Войти

Леонид Гарай: «Всё у меня хорошо»

«Прессбол», 16.01.2007

Любое комплексное знание о белорусском футболе будет неполным, если в нем по какому-то недоразумению не окажется фигуры Леонида ГАРАЯ. Он не играл на «Уэмбли», не забивал Яшину, не тренировал «Спартак» и вообще, по большому счету, так и не стал фигурой публичной – ибо на первый план, похоже, никогда не стремился, хотя и не закрывался от СМИ, приветствуя всякое общение. Но, скажем, «Динамо»-82 или наиболее преуспевшая из белорусских сборных, команда из цикла-2001/02, были не только малофеевскими, но еще и гараевскими. В субботу Леонид Павлович в бодром расположении духа встретил 70-летний юбилей. Верный повод вслед за поздравлениями включить диктофон для записи избранных мест жизнеописания.

Предоставленные записи:

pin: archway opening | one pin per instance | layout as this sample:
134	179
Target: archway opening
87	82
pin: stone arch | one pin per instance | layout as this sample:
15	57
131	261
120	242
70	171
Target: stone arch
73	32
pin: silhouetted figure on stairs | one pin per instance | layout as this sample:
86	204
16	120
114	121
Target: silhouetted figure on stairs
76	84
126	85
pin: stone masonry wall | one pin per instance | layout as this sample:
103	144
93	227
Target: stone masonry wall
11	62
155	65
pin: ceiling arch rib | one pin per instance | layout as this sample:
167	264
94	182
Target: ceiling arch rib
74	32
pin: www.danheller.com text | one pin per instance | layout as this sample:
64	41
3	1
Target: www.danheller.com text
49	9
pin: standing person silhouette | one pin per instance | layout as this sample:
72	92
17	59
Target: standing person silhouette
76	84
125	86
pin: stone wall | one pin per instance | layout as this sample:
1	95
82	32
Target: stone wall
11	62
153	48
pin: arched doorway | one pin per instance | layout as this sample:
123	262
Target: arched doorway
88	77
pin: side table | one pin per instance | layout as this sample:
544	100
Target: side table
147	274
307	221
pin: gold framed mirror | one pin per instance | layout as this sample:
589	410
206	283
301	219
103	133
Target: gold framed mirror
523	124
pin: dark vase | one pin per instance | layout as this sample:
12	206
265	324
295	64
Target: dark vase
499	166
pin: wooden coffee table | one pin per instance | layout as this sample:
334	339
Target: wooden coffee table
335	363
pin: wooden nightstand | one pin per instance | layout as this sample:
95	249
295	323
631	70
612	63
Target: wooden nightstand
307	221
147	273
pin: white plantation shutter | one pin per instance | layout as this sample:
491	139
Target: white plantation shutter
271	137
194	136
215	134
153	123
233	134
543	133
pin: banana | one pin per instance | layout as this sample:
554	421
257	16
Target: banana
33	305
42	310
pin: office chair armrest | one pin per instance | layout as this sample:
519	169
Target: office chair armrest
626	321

Задание:
Процитируйте дословно часть статьи о Леониде Гарае: начните с места, где стоят слова «Любое комплексное знание», и остановитесь после слов «избранных мест жизнеописания.». Записи для работы не понадобятся.

Результат задания:
Любое комплексное знание о белорусском футболе будет неполным, если в нем по какому-то недоразумению не окажется фигуры Леонида ГАРАЯ. Он не играл на «Уэмбли», не забивал Яшину, не тренировал «Спартак» и вообще, по большому счету, так и не стал фигурой публичной – ибо на первый план, похоже, никогда не стремился, хотя и не закрывался от СМИ, приветствуя всякое общение. Но, скажем, «Динамо»-82 или наиболее преуспевшая из белорусских сборных, команда из цикла-2001/02, были не только малофеевскими, но еще и гараевскими. В субботу Леонид Павлович в бодром расположении духа встретил 70-летний юбилей. Верный повод вслед за поздравлениями включить диктофон для записи избранных мест жизнеописания.